[ТЕКСТ СТРАНИЦЫ]
Концертами в Москве и Петербурге отмечалось в феврале семидесятилетие композитора Александра Радвиловича (АР). Незадолго до юбилея профессор Санкт-Петербургской консерватории дал интервью Антону Дубину (АД), рассказал о степени своего присутствия в российской концертной жизни, а также об отношениях с радикальным авангардом, традиционной музыкой и живописью Шёнберга.
АД Как вы оцениваете сегодняшние процессы в современной академической музыке? Видятся ли они разнообразными либо, наоборот, имеющими некоторые общие черты – близкие вам или, напротив, вызывающие вопросы?
АР То, о чем вы меня спрашиваете, не имеет однозначного ответа. Я всегда стараюсь выйти не только за границы консерваторского класса, но и за пределы города, страны. И, конечно, картина неоднородная. Хотя во множестве явлений есть сходные типологические черты, как положительные, так и отрицательные.
Из положительных отметил бы то, что сейчас в нашей стране, несмотря ни на что, довольно благоприятные условия для композиторов, в первую очередь для молодых. Столько возможностей прозвучать, показать свою музыку, проконсультироваться, принять участие в совместных проектах, мастер-классах, разного рода фестивалях! Процесс этот начался немного раньше, но сейчас наблюдается его очевидный расцвет. Прошлой осенью я был в Москве на «Пяти вечерах», исполнялся мой Камерный концерт для пяти музыкантов Concertante, написанный по заказу МАСМ в рамках «Нот и квот». По этой программе Союза композиторов России солисты, ансамбли, оркестры заказывают новые сочинения, и это, бесспорно, положительное явление. И одновременно отрицательное, поскольку исполняется очень много того, что написано быстро. Не могу сказать – «левой ногой», но без отбора. Когда музыка пишется к какому-то проекту и дедлайн четко проговорен, это может стать препятствием для качественной партитуры. Спешно создаваемая музыка редко бывает талантливой.
АД Случалось и так, что мировыми премьерами оказывались «сырые» версии сочинений, требующие доработки, что признавали и сами авторы. Как это расценивать?
АР Во всем мире такие вещи, как музыка на заказ к определенному проекту, обкатаны десятилетиями. Здесь же… Не назвал бы это совсем уж категорично, даже с учетом сегодняшних внемузыкальных реалий, желанием «успеть на последний трамвай». Но поспешность в написании музыки меня, преподавателя композиции, конечно, не может не волновать. Тщательность отделки нередко заменяется сейчас другими компонентами – кажущейся остротой языка, нетрадиционным использованием инструментов или вокала. Эксперименты эти временами даже хороши, однако носят лабораторный характер. А музыка когда-то неизбежно должна выйти из «лаборатории» на «большую эстраду». К сожалению, я не часто вижу качество.

[ЧТО НУЖНО СДЕЛАТЬ]
1 - Ответьте по интервью на три вопроса.
(а) Чей юбилей отмечался концертами в феврале и какой именно?
(б) Какое сочинение Радвиловича исполнялось прошлой осенью на «Пяти вечерах»?
(в) Чем, по словам Радвиловича, сейчас нередко заменяется тщательность отделки?
2 - Выпишите из записей все строки, где встречается слово «field».

[ИСХОДНЫЕ ЗАПИСИ]

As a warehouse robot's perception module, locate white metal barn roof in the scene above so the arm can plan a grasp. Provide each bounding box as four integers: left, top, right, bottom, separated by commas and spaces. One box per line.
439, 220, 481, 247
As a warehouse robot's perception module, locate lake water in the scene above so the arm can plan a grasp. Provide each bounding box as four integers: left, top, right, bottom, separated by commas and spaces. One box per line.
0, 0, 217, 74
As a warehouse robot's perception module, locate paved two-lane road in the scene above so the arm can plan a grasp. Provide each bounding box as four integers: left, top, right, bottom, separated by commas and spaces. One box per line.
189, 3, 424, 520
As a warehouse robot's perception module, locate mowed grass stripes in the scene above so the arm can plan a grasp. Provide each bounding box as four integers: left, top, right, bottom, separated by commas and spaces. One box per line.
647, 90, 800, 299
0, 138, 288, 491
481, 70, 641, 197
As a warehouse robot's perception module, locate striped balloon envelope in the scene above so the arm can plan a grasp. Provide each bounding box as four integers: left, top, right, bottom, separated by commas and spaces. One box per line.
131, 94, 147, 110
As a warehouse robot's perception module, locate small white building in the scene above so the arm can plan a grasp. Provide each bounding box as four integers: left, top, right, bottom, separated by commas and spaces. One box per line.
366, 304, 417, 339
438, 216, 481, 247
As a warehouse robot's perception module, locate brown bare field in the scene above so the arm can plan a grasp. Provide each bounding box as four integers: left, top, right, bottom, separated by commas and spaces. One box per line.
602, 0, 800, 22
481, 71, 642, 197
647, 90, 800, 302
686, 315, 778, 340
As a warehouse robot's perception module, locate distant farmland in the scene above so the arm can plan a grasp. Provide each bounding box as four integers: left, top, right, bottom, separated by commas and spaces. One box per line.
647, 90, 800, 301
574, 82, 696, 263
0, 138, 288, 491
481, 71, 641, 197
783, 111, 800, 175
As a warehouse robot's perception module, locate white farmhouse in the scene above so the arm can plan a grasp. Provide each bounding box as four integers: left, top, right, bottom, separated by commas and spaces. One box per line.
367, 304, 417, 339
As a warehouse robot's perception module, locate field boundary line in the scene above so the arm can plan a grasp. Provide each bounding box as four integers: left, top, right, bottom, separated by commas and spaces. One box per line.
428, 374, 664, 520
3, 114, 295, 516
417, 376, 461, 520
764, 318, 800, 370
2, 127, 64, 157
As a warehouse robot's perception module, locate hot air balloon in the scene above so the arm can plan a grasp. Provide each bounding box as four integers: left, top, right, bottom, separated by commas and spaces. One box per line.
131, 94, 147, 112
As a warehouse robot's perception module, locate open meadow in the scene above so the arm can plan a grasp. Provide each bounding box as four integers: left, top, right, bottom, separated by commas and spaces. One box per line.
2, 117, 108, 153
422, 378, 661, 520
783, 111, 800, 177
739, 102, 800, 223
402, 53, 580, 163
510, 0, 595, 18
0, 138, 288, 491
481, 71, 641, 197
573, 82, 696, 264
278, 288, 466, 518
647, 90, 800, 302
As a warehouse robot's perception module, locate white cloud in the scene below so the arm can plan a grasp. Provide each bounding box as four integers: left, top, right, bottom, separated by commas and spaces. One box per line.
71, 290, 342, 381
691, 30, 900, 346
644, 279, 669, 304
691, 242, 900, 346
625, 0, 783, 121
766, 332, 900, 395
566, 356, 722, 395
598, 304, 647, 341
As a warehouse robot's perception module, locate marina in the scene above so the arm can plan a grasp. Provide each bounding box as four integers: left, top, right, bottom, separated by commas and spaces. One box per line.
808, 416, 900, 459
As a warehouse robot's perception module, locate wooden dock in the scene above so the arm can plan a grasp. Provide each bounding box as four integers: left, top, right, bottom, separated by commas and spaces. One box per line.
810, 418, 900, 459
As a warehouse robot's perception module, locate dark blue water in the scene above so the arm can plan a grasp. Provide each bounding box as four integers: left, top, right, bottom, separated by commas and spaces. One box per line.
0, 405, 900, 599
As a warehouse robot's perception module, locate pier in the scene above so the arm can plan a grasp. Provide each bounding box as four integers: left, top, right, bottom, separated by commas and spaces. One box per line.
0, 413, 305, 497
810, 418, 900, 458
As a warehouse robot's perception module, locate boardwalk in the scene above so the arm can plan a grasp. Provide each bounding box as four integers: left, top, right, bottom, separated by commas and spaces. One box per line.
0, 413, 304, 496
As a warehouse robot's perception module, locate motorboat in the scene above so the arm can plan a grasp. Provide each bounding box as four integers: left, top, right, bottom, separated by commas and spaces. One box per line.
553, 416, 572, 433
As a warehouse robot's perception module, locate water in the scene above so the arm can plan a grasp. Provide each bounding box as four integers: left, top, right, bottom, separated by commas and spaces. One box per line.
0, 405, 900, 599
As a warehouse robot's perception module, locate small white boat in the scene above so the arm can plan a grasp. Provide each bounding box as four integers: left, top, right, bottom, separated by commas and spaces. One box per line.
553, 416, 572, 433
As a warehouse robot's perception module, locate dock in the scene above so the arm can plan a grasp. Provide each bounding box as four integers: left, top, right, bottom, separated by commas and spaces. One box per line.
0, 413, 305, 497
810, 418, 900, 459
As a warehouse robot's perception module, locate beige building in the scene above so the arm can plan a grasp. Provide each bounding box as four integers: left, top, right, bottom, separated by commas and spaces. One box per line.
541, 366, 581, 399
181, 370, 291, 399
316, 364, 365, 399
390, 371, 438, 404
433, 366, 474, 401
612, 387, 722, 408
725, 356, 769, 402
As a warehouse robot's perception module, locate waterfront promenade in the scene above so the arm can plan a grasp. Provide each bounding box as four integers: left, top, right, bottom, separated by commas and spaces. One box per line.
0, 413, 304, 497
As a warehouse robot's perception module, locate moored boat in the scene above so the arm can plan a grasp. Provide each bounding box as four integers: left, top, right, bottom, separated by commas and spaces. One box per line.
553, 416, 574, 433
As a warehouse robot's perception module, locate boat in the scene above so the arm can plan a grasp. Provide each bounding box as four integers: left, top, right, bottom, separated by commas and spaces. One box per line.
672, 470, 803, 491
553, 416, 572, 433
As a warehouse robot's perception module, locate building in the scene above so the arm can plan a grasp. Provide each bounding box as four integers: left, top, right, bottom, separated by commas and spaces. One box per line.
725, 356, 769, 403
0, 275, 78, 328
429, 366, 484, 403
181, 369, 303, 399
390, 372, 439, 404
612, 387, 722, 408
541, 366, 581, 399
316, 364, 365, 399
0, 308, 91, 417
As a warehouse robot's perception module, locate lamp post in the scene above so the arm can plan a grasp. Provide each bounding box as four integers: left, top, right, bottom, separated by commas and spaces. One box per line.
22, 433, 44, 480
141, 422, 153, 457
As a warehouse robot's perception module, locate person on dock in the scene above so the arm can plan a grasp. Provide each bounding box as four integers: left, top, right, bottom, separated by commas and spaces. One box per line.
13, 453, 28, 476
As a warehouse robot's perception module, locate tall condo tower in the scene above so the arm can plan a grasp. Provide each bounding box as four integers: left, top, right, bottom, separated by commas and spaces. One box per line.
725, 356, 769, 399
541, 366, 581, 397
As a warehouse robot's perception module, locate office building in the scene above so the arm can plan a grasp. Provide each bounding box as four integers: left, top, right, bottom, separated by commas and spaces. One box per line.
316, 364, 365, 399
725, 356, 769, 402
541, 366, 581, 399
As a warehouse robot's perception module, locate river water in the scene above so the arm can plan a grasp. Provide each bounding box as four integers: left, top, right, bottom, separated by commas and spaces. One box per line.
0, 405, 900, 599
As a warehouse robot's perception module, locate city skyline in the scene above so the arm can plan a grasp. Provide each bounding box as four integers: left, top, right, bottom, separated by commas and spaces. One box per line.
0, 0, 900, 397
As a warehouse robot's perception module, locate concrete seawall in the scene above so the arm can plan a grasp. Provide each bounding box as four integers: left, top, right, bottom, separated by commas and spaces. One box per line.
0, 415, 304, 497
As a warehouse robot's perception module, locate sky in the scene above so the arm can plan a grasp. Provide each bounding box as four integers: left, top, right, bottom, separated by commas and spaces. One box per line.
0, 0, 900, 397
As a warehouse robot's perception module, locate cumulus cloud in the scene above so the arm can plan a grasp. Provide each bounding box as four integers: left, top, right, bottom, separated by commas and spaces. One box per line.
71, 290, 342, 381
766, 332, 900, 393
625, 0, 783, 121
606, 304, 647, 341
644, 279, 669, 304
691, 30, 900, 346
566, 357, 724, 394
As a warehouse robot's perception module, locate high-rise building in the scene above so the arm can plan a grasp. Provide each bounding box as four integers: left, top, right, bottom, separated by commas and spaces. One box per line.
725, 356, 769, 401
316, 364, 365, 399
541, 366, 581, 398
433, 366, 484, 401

[ОТВЕТЫ К ЗАДАНИЯМ]
1 -
(а) Концертами отмечалось семидесятилетие композитора Александра Радвиловича.
(б) Исполнялся его Камерный концерт для пяти музыкантов Concertante, написанный по заказу МАСМ в рамках «Нот и квот».
(в) Ее заменяют кажущаяся острота языка и нетрадиционное использование инструментов или вокала.

2 -
As a warehouse robot's perception module, locate brown bare field in the scene above so the arm can plan a grasp. Provide each bounding box as four integers: left, top, right, bottom, separated by commas and spaces. One box per line.
As a warehouse robot's perception module, locate field boundary line in the scene above so the arm can plan a grasp. Provide each bounding box as four integers: left, top, right, bottom, separated by commas and spaces. One box per line.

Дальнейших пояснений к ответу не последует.